**DOCUMENT SECTION:**
[Start of section]

I'm Totally Destroying Your Chart After 10 Years

Our office itself is an independent, single practitioner, out-patient Internal Medicine/Family Practice clinic, but to be able to provide the best service to her patients, my wife finds it valuable to maintain privileges at the local hospital.

Fairly recently said hospital was acquired by a larger hospital system , which has required my wife to go through a whole new process of credentialing in order to continue those privileges. Late last week we were informed the process includes a site inspection of our office by a team from the new hospital system.

We’ve had inspections before by the local fire department as well as several of the insurance providers we’re contracted with, but the list of items the hospital wanted to check on was significantly more extensive than those previous inspections, and we were given less than a week's notice to prepare. Equipment had to be checked, documentation written and updated, ducks had to be herded into rows, and in some cases glued down to keep them from subsequently wandering off.

I say all this chiefly to express my gratitude to my Office Manager for all her hard work, which garnered us an easily passing rate of 96%, only getting dinged for not having specialized equipment an office our size would never have, and because the handicap sigil in the designated parking space out front had faded to the point of non-existence (an issue which will be pointed out to our landlord whose responsibility it is to maintain).

[End of section]

**DATA SECTION:**
[Start of section]

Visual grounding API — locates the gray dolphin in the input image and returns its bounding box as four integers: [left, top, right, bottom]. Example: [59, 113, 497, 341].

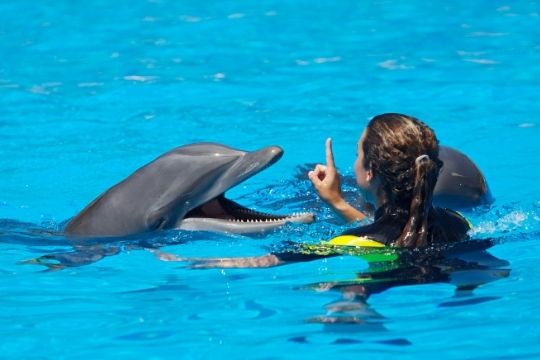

[End of section]

**ASSIGNMENT:** From the office inspection post, write out the passage between "Our office itself" and "new hospital system.", inclusive.

**EXERCISE ANSWER:**
Our office itself is an independent, single practitioner, out-patient Internal Medicine/Family Practice clinic, but to be able to provide the best service to her patients, my wife finds it valuable to maintain privileges at the local hospital.

Fairly recently said hospital was acquired by a larger hospital system , which has required my wife to go through a whole new process of credentialing in order to continue those privileges. Late last week we were informed the process includes a site inspection of our office by a team from the new hospital system.